**ABOUT THIS EXERCISE**
Recast all of the material below as a numbered list with one line per item, and leave out any blank lines.

[[ GIVEN DATA, beginning ]]

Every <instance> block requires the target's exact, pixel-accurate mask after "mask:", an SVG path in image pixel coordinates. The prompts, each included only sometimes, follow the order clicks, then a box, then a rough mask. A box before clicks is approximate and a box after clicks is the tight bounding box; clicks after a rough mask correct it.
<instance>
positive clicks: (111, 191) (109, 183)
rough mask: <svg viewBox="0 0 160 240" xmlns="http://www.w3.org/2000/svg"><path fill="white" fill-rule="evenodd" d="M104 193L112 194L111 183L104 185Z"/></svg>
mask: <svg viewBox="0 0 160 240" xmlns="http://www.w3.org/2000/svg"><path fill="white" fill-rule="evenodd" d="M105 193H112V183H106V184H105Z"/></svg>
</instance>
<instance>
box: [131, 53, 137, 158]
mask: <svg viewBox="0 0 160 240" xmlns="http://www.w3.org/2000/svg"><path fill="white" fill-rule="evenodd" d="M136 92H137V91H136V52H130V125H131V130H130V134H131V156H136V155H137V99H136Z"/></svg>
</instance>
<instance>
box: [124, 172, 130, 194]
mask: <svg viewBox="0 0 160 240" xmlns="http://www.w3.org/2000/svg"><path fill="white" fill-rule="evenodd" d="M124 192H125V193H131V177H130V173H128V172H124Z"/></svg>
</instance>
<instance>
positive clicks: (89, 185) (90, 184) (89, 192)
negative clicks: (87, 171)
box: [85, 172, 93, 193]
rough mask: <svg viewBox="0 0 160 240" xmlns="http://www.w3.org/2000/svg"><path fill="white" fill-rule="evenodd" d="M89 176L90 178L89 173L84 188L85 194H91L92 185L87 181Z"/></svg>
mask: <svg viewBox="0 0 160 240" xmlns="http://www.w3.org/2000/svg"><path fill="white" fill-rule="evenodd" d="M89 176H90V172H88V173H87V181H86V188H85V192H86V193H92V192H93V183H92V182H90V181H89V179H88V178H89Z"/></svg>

[[ GIVEN DATA, end ]]

**ANSWER TO THIS PROBLEM**
1. Every <instance> block requires the target's exact, pixel-accurate mask after "mask:", an SVG path in image pixel coordinates. The prompts, each included only sometimes, follow the order clicks, then a box, then a rough mask. A box before clicks is approximate and a box after clicks is the tight bounding box; clicks after a rough mask correct it.
2. <instance>
3. positive clicks: (111, 191) (109, 183)
4. rough mask: <svg viewBox="0 0 160 240" xmlns="http://www.w3.org/2000/svg"><path fill="white" fill-rule="evenodd" d="M104 193L112 194L111 183L104 185Z"/></svg>
5. mask: <svg viewBox="0 0 160 240" xmlns="http://www.w3.org/2000/svg"><path fill="white" fill-rule="evenodd" d="M105 193H112V183H106V184H105Z"/></svg>
6. </instance>
7. <instance>
8. box: [131, 53, 137, 158]
9. mask: <svg viewBox="0 0 160 240" xmlns="http://www.w3.org/2000/svg"><path fill="white" fill-rule="evenodd" d="M136 92H137V91H136V52H130V125H131V130H130V134H131V156H136V155H137V99H136Z"/></svg>
10. </instance>
11. <instance>
12. box: [124, 172, 130, 194]
13. mask: <svg viewBox="0 0 160 240" xmlns="http://www.w3.org/2000/svg"><path fill="white" fill-rule="evenodd" d="M124 192H125V193H131V177H130V173H128V172H124Z"/></svg>
14. </instance>
15. <instance>
16. positive clicks: (89, 185) (90, 184) (89, 192)
17. negative clicks: (87, 171)
18. box: [85, 172, 93, 193]
19. rough mask: <svg viewBox="0 0 160 240" xmlns="http://www.w3.org/2000/svg"><path fill="white" fill-rule="evenodd" d="M89 176L90 178L89 173L84 188L85 194H91L92 185L87 181Z"/></svg>
20. mask: <svg viewBox="0 0 160 240" xmlns="http://www.w3.org/2000/svg"><path fill="white" fill-rule="evenodd" d="M89 176H90V172H88V173H87V181H86V188H85V192H86V193H92V192H93V183H92V182H90V181H89V179H88V178H89Z"/></svg>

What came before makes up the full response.